** Opening Task material block **
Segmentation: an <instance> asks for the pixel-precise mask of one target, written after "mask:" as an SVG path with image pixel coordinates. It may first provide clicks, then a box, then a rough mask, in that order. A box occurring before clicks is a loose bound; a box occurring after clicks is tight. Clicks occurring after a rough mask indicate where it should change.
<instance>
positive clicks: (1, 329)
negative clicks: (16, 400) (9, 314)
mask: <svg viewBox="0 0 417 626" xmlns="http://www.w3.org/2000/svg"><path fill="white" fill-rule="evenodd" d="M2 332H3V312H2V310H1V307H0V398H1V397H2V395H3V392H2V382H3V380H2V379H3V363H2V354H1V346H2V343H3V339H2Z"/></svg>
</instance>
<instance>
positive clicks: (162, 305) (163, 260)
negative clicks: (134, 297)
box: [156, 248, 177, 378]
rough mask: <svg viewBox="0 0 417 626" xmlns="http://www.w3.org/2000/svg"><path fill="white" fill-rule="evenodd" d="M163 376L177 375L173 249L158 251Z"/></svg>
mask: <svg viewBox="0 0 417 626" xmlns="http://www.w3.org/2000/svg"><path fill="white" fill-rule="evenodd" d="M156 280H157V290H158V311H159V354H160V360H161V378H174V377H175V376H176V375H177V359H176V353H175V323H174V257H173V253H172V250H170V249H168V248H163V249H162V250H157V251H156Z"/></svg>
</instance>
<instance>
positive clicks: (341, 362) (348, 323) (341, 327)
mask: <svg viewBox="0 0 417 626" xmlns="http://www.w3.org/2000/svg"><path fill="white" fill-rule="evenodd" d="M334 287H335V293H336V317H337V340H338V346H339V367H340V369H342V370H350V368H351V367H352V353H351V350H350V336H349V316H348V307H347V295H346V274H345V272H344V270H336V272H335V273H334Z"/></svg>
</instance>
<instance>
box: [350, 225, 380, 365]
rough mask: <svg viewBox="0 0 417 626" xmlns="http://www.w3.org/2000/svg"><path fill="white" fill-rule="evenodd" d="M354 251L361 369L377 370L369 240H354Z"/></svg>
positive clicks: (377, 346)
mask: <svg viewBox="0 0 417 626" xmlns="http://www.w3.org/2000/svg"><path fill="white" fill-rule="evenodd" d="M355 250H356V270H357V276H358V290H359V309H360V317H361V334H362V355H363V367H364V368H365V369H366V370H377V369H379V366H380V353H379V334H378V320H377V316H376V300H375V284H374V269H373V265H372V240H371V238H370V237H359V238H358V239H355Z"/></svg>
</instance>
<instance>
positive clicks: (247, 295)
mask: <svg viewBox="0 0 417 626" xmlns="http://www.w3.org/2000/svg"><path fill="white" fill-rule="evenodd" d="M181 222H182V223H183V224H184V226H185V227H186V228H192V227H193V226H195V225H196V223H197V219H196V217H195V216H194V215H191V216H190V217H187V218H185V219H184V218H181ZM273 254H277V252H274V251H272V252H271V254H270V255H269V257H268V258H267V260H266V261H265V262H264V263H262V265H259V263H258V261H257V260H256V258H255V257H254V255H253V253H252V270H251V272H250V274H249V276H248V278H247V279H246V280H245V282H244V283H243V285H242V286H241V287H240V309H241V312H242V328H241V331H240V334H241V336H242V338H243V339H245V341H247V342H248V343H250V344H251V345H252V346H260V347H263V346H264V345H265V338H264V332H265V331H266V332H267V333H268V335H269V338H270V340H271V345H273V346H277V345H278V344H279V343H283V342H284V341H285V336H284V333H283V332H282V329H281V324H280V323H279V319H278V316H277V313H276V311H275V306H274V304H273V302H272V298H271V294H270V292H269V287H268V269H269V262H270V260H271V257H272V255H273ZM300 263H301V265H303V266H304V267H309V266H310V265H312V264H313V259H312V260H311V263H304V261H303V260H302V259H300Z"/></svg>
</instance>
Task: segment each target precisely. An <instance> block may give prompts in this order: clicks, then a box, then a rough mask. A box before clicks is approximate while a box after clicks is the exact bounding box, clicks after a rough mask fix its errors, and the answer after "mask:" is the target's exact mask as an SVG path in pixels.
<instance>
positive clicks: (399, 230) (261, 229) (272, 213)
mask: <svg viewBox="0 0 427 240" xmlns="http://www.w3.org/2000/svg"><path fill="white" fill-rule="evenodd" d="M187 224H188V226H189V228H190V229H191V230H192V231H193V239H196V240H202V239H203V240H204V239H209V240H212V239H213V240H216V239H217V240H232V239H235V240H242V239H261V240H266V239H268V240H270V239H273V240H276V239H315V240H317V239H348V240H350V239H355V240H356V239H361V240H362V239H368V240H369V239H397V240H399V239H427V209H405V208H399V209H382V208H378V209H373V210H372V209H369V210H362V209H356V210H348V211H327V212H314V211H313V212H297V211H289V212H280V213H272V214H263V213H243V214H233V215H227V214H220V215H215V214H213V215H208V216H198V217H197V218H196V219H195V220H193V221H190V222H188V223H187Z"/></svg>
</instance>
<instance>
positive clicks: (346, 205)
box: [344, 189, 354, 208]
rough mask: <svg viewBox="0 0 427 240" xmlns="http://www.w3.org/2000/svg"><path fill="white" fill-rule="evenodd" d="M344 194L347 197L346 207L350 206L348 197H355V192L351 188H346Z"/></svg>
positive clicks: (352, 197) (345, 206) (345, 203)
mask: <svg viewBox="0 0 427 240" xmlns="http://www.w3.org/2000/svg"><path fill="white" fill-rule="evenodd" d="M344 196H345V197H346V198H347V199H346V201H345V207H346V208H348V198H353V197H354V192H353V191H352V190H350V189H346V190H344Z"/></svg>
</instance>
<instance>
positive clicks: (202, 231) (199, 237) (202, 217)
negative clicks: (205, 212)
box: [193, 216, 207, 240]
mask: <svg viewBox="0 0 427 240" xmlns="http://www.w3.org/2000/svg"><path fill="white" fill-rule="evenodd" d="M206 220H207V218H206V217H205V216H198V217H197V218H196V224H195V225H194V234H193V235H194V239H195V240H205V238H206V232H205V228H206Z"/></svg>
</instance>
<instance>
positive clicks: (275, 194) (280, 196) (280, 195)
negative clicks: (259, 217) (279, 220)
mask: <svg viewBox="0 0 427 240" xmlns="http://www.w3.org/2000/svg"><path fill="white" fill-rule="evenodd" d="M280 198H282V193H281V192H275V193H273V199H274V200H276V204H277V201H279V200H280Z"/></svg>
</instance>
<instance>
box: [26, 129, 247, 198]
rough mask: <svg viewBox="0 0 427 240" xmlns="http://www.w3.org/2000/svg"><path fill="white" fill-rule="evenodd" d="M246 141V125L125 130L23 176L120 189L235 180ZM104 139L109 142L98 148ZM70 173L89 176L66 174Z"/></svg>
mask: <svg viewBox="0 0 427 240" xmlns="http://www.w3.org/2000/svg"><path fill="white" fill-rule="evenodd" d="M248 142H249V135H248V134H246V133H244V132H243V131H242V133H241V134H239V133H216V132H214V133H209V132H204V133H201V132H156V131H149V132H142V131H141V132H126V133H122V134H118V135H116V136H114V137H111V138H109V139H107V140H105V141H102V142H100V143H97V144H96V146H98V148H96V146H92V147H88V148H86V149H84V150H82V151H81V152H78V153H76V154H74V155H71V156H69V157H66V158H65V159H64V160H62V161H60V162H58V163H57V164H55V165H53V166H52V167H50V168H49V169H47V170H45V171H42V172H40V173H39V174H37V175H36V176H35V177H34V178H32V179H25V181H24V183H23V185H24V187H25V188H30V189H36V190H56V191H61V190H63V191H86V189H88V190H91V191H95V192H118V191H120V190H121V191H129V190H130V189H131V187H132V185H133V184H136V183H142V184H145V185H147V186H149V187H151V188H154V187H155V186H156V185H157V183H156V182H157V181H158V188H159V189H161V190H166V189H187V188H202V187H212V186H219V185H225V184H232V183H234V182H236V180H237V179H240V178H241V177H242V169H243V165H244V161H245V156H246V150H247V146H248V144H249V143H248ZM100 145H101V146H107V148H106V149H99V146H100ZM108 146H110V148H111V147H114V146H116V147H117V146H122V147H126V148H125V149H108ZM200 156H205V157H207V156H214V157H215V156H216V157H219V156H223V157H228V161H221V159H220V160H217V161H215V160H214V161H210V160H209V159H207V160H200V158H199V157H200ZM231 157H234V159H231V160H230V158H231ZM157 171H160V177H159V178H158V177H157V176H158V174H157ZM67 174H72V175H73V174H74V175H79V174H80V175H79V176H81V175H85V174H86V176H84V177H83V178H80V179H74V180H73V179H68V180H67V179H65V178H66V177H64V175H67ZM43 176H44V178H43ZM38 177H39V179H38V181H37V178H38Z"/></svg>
** Closing Task material block **
**What to do**
Could you reproduce exactly the lines of the entries above, from the one with "positive clicks: (162, 305) (163, 260)" through the one with "box: [156, 248, 177, 378]", and nothing else?

**Result for this exercise**
positive clicks: (162, 305) (163, 260)
negative clicks: (134, 297)
box: [156, 248, 177, 378]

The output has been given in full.